◆ Excerto de texto:
A pergunta pode parecer ridícula, afinal, quem é que compraria uma mota para fora de estrada que não consegue levantar sozinho, no entanto, a resposta é, infelizmente, muita gente.
Cair fora de estrada faz parte do desporto, e isso significa que quedas não estão somente limitadas a terrenos complicados ou ritmos elevados. Imagem via adventuremotorcycle.com
Aceito que para os que utilizam motas de aventura para a estrada, este ponto torna-se meio irrelevante, afinal, o peso só lhes vai ser problemático em algumas situações que podem facilmente ser controladas e dominadas com boa técnica, e mesmo que isso falhe, há sempre alguém por perto para ajudar.
Em fora de estrada, por outro lado, estamos numa atividade onde cair faz parte do desporto, pelo que não conseguir levantar a mota sozinho, ou até mesmo com ajuda, pode significar graves problemas.
Por isso, eu aconselho sempre que se escolha uma mota que se consiga levar pelo menos duas a três vezes sozinho no espaço de um dia, tal como que se aprendam as melhores técnicas para o fazer, sozinho, e com ajuda.

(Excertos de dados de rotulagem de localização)
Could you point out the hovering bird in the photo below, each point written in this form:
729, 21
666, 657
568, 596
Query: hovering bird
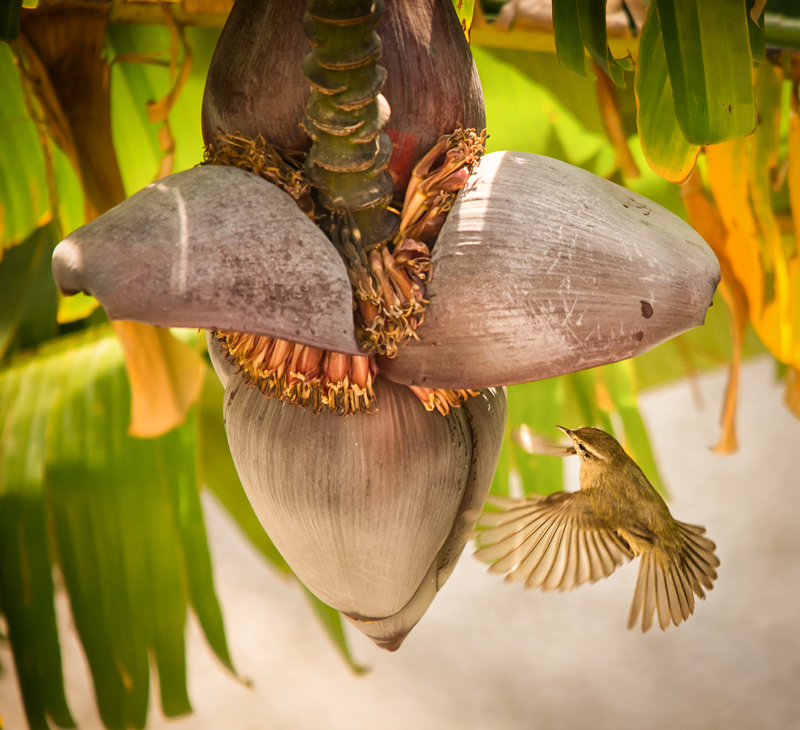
565, 539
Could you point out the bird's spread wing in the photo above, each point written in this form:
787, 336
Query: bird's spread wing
670, 578
552, 542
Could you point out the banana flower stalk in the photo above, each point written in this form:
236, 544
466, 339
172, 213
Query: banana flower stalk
535, 269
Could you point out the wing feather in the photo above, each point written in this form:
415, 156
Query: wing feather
553, 542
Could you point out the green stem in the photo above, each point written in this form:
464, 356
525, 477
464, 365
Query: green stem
346, 114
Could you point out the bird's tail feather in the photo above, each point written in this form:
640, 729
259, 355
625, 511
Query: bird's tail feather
669, 578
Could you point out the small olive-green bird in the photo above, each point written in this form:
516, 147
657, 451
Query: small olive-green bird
565, 539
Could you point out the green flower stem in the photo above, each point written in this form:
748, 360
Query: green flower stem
346, 114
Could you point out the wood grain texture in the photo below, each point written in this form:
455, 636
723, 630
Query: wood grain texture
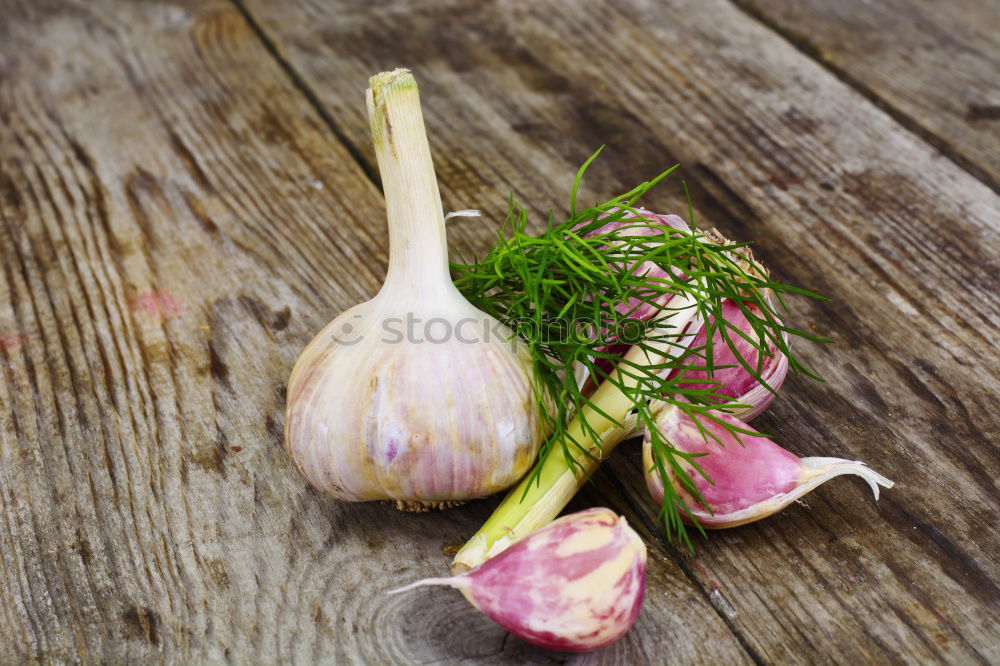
933, 64
176, 221
838, 197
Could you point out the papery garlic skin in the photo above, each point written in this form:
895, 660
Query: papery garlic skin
575, 585
751, 479
408, 420
415, 395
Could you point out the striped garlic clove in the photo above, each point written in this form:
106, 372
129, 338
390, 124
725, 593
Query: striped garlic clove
747, 479
575, 585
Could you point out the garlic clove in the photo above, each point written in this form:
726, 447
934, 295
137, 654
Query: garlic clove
750, 479
735, 381
575, 585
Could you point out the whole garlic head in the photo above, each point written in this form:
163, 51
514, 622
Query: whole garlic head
415, 395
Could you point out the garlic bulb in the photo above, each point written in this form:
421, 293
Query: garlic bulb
750, 479
575, 585
415, 395
731, 379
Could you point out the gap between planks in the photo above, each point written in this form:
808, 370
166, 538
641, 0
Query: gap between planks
308, 93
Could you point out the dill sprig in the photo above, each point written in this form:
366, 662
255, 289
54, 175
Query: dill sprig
566, 293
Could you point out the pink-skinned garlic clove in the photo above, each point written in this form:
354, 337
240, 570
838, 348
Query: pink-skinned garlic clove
733, 380
575, 585
748, 479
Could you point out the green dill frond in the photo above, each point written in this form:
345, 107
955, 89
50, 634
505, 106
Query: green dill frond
562, 290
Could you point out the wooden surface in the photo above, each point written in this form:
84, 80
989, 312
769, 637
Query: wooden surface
186, 196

◆ Conjunto de tarefas:
1. No excerto sobre motas de aventura, o que pode significar, em fora de estrada, não conseguir levantar a mota sozinho?
2. Prossiga o excerto sobre motas de aventura em fora de estrada a partir da última frase apresentada.
Os dados não são necessários para isto.

◆ Respostas fornecidas:
1. Pode significar graves problemas.

2.
Digo duas a três vezes no espaço de um dia porque podemos facilmente assumir que alguém que esteja a fazer fora de estrada sem conseguir levantar a sua própria mota com facilidade é, na sua generalidade, alguém menos tecnicamente capaz e conhecedor.
Assim, e utilizando essa premissa, facilmente aceitamos que a sua probabilidade de queda é mais elevada, obrigando a que o mesmo deva conseguir “salvar-se” sozinho pelo menos mais do que uma vez por dia.
Da mesma maneira, e mesmo com ajuda, má técnica pode rápida e facilmente resultar numa lesão, o que se por si só pode impedir que se consiga levantar a mota para começar, pode igualmente aumentar a probabilidade de uma nova queda.
EM SUMA
Na primeira aula de condução de carro ensinaram-nos que temos de ajustar o banco e os espelhos antes de arrancar, ou pelo era o requerido nos tempos em que tirei a carta.
Nas motas, esse pedido de ajuste é inexistente, e a sua execução, complexa e muito abrangente.
Eu, por exemplo, ao longo dos anos desisti de conduzir certas motas por não as conseguir adaptar bem ao meu 1.70, e dei por mim a gravitar para motas com certas dimensões que mais facilmente me aumentam o conforto, controlo, e segurança.
Isso não quer no entanto dizer que vocês devam fazer o mesmo se não conseguirem um resultado satisfatório com os vossos ajustes.
Se estão felizes com as vossas motas apesar de não serem as ergonomicamente perfeitas para vocês, isso não é diretamente problemático, desde que entendam o que isso significa em termos de segurança, e se protejam de acordo.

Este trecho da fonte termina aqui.